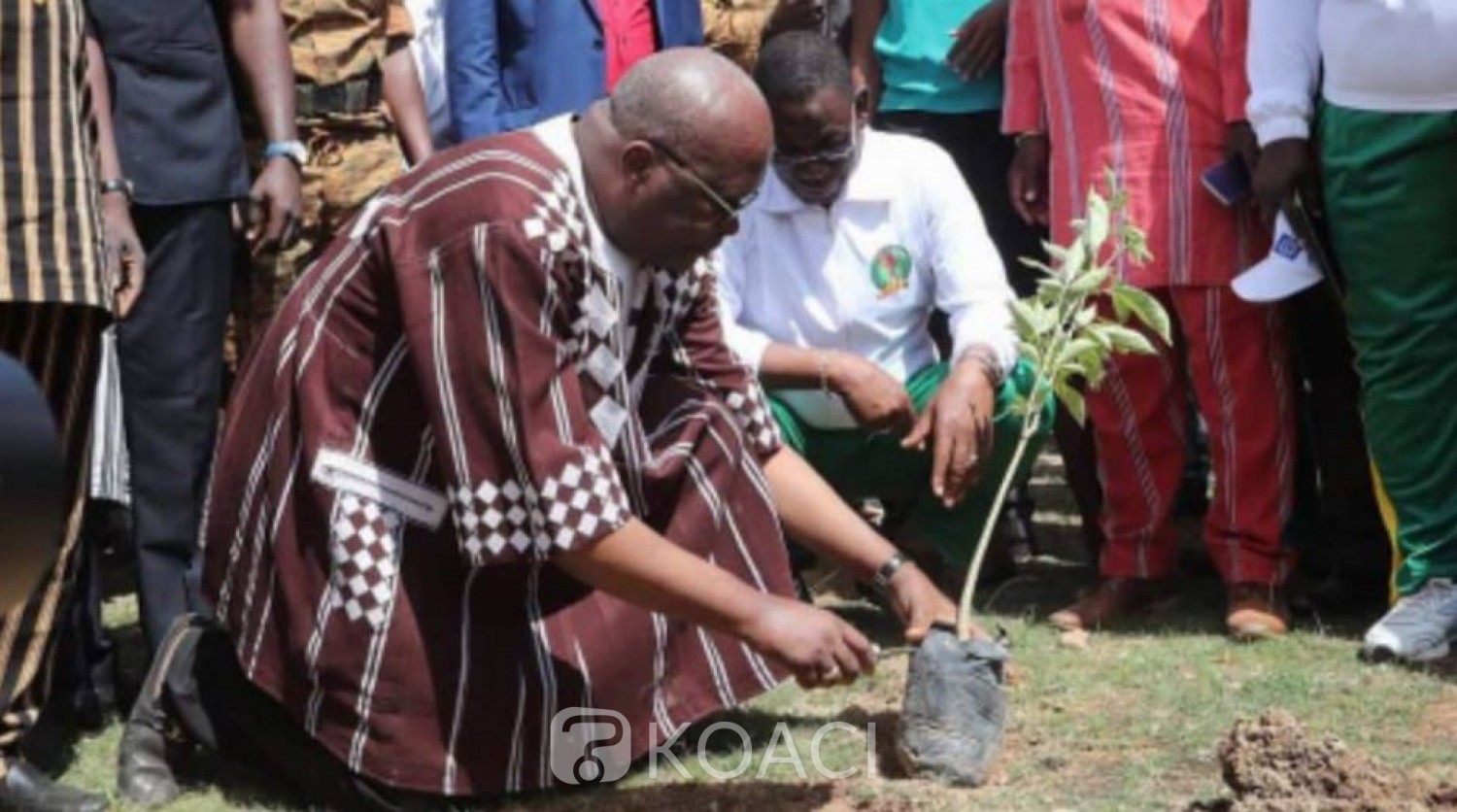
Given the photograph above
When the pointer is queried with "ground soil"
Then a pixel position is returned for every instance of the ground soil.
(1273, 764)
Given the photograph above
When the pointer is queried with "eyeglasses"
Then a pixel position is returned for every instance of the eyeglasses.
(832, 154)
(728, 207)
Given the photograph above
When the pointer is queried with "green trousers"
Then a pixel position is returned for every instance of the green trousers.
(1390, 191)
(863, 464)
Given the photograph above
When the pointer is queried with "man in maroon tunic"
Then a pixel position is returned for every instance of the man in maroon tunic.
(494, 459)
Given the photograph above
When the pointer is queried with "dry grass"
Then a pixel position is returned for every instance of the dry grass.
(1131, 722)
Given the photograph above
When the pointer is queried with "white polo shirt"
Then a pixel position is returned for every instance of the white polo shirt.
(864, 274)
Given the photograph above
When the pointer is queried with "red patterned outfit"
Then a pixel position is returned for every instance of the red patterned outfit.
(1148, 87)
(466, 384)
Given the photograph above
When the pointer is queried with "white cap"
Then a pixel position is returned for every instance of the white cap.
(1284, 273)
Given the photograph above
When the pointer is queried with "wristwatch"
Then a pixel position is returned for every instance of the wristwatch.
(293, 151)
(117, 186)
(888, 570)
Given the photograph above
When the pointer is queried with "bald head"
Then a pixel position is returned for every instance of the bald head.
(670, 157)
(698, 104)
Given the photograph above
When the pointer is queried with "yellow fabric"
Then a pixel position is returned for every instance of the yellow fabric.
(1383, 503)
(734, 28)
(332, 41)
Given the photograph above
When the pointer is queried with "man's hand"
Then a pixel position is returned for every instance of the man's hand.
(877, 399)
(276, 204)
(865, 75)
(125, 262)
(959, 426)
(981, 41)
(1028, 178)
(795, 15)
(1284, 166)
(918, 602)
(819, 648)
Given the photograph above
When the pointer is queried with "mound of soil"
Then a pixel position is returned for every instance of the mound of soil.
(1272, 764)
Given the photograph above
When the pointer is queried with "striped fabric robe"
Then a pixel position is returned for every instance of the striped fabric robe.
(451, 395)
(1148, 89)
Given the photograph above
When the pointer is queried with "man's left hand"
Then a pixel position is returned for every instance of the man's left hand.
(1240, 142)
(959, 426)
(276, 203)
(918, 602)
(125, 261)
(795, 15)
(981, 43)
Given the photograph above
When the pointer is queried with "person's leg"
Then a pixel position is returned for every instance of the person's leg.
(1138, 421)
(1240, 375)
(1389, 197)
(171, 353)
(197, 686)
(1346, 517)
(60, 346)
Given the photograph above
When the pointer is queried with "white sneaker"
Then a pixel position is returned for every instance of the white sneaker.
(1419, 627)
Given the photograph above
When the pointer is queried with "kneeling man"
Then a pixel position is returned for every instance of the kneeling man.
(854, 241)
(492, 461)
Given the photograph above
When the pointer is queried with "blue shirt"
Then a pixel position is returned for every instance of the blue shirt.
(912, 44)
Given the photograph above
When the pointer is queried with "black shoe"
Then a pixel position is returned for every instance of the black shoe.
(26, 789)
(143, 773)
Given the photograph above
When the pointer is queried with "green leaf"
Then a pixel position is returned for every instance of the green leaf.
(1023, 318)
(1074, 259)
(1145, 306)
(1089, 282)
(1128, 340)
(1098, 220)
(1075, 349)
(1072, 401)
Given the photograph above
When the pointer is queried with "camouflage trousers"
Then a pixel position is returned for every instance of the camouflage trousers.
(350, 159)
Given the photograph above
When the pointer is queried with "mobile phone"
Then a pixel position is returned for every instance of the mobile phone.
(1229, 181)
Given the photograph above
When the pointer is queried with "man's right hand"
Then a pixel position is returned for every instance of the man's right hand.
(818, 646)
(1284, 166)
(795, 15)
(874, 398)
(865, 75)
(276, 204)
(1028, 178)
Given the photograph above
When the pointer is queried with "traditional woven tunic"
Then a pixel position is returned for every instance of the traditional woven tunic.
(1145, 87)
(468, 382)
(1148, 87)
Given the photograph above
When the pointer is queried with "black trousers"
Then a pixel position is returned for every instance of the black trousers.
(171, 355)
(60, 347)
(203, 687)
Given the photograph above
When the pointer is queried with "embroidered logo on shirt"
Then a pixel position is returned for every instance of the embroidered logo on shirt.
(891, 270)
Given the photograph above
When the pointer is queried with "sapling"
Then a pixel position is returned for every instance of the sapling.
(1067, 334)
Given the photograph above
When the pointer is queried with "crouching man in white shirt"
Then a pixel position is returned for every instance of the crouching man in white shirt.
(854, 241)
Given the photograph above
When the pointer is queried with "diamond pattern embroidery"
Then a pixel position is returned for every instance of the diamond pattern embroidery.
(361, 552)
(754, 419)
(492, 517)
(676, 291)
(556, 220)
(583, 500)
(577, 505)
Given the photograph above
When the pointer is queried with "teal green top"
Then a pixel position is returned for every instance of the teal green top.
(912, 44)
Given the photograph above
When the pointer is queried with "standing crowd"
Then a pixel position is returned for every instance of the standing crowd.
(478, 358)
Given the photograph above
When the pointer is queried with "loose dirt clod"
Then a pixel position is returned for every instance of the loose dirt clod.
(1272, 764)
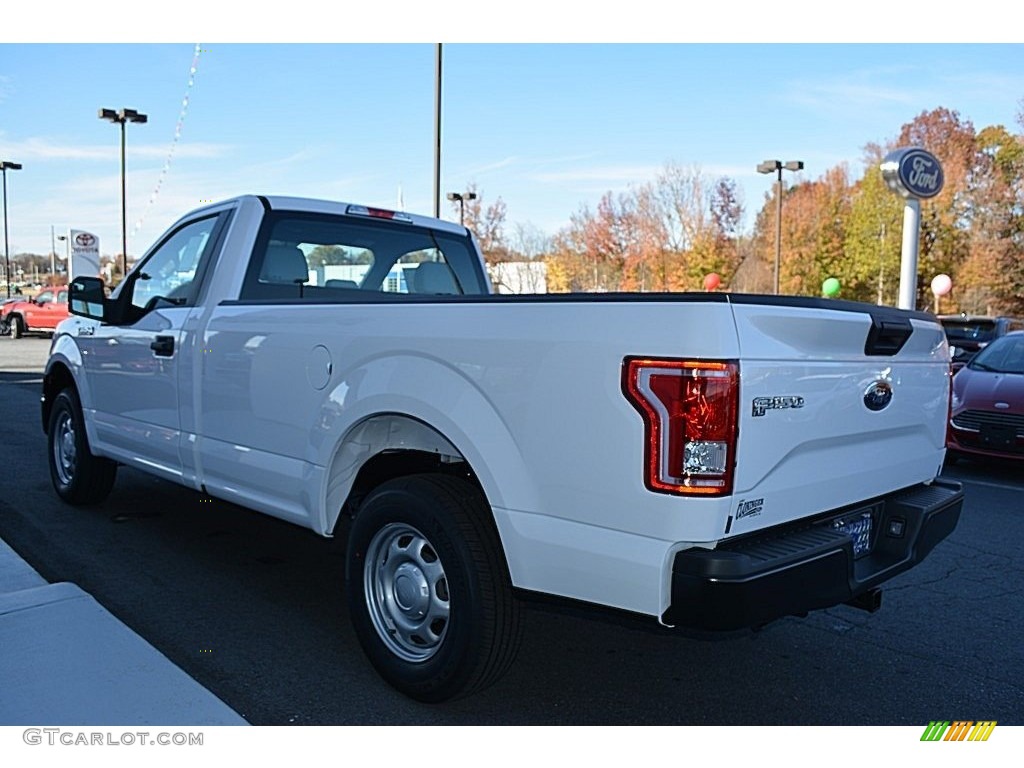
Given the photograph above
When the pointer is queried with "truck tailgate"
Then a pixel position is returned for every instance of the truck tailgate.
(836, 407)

(WRITTEN EXERCISE) Copy all of the items above word for word, omitting the pictures.

(RESULT FOR THIS EXERCISE)
Given the photograph above
When the pointer is queried with "ground soil"
Then a pixel position is returned for every instance of the ground soil.
(1273, 764)
Given the photograph above
When the pointer is queried with "eyeglasses"
Then a pixel position is returned for every instance of the eyeglasses.
(832, 154)
(728, 207)
Given the photograph above
When the pointer is queried with "green trousers"
Then a pixel position is returned for every instance of the green trousers.
(1390, 191)
(863, 464)
Given the photograph above
When the pointer is queried with "man in maroon tunic"
Then a pixel position is returned for every instance of the man in maroon tunic.
(494, 459)
Given the photograph above
When the pointer is queried with "dry grass"
Then a pixel position is returned for every instance of the dry grass.
(1131, 722)
Given the photograph above
When the pointer is queried with "white polo shirt"
Then a pixel position is returned for every instance of the white polo shirt.
(864, 274)
Given the photograph above
When the pointer is queried with "red patterned outfit"
Then a pixel position is returned for every instance of the red patterned outfit.
(1148, 87)
(466, 384)
Given the photograph above
When the pointer is queried with "white cap"
Then a pixel position is returned for every instance of the white cap.
(1284, 273)
Given the photograph above
When the pointer is queried with "wristwatch"
Then a pixel position is returned for every instance of the wristwatch.
(293, 151)
(117, 186)
(888, 570)
Given the photograph above
When the pointer is queried with "bald head"
Then a pixel position is returned for every instance of the bald head.
(670, 157)
(698, 104)
Given the photograph above
When the pointer is queried with "yellow fabric"
Then a pixel position is returned for every instance of the yellow fabric.
(1383, 503)
(734, 28)
(332, 41)
Given the photograph above
When the pointer is queried with "man's hand"
Then a pixel position is returned for every instance of the man's hand.
(877, 399)
(276, 204)
(865, 75)
(125, 262)
(959, 426)
(981, 41)
(1028, 178)
(795, 15)
(1284, 166)
(918, 602)
(819, 648)
Given the photograph above
When the pointer is queried with "mound of soil"
Then a pixel position is returned for every instance of the mound of soil.
(1272, 764)
Given the photograph above
When the pointer is queried with "striped fabric robe"
Then a pixel position is returned for every instance of the striped fabric robe.
(451, 395)
(1148, 89)
Given the photograph above
When the pointer is queried with "man's left hand"
Then a pixel position is returned for every instance of the man's left hand.
(1240, 142)
(959, 426)
(276, 203)
(918, 602)
(125, 261)
(795, 15)
(981, 43)
Given the photograph above
When the pointer is queried with "person's leg"
Then a pixel position is returned for every instance of the person's leg.
(1138, 421)
(1240, 375)
(1389, 197)
(171, 353)
(197, 686)
(1346, 517)
(60, 346)
Given the photograph above
When the pointer is queried with "white sneaker"
Then a pixel position is returned for every instance of the white sneaker.
(1419, 627)
Given the photograph above
When the pointer is queried with "kneeling man"
Then a pixel position is returned for every instance of the kneeling man.
(854, 241)
(492, 461)
Given the photograph above
When the pointer is queried with "blue shirt"
Then a pixel position is returned for every instance of the blue shirt.
(912, 44)
Given the photograph above
When the pointer is queried with "black shoe"
Then a pixel position is returned for every instance of the black shoe.
(26, 789)
(143, 773)
Given the photograph above
When the pointer is queried with "green leaf"
Then a pixel position is returned for every instance of the green leaf.
(1023, 318)
(1074, 259)
(1145, 306)
(1089, 282)
(1128, 340)
(1098, 220)
(1075, 349)
(1072, 401)
Given the photograph above
When the pointer is queried with "camouflage trousers"
Then a pixel position is returned for every instance of the camouflage trousers.
(350, 159)
Given the photograph above
When the pointer is queried with "mobile phone"
Then a pixel position is returned for every instance of the mobile phone.
(1229, 181)
Given the photograph above
When the pointer is queried with "man's right hand"
Then a pixel position is returned for every instance of the man's right hand.
(818, 646)
(1284, 166)
(795, 15)
(874, 398)
(865, 75)
(276, 204)
(1028, 178)
Given the photograph above
When the pointer is queried with "traditional woven tunic"
Then a pixel position is returned for every instance of the traditional woven tunic.
(1145, 87)
(468, 382)
(1148, 87)
Given the photograph above
When the pointer is queried with "black trousers"
Then a pixel position is returned for every instance of the black trousers.
(171, 355)
(60, 347)
(203, 687)
Given the photograph above
When the pointer is queried with "embroidered logo on shirt"
Then a pixel position is returned for every instance of the embroidered logo on shirt.
(891, 270)
Given the photograph above
When the pointer is queried with "sapling"
Then a pixel position is returned for every instance of the sapling.
(1067, 334)
Given the photograph above
When the pointer is queried with "crouching man in white shirt"
Then a pixel position is returned for every instance of the crouching man in white shirt.
(854, 241)
Given the photograph above
When the pointer is queried with "diamond pattern embroidery"
Then a pixel position is returned for every instance of the diamond pattern embroidery.
(361, 552)
(754, 419)
(492, 517)
(676, 291)
(556, 220)
(583, 500)
(577, 505)
Given the photograph above
When the pointer is queried with "teal green top"
Then a pixel position is returned for every instance of the teal green top.
(912, 44)
Given the photograph above
When the pointer is queried with "standing crowd"
Then a pixel position is returned for every instance of the standing crowd.
(478, 358)
Given the photograph above
When the pointer is queried with "loose dirt clod"
Then a pixel position is returned for every instance of the loose dirt clod.
(1272, 764)
Given the photograph above
When the pointer is queried with "truck tailgate"
Then a pixel position is returned for every instance of the truck tailgate.
(836, 407)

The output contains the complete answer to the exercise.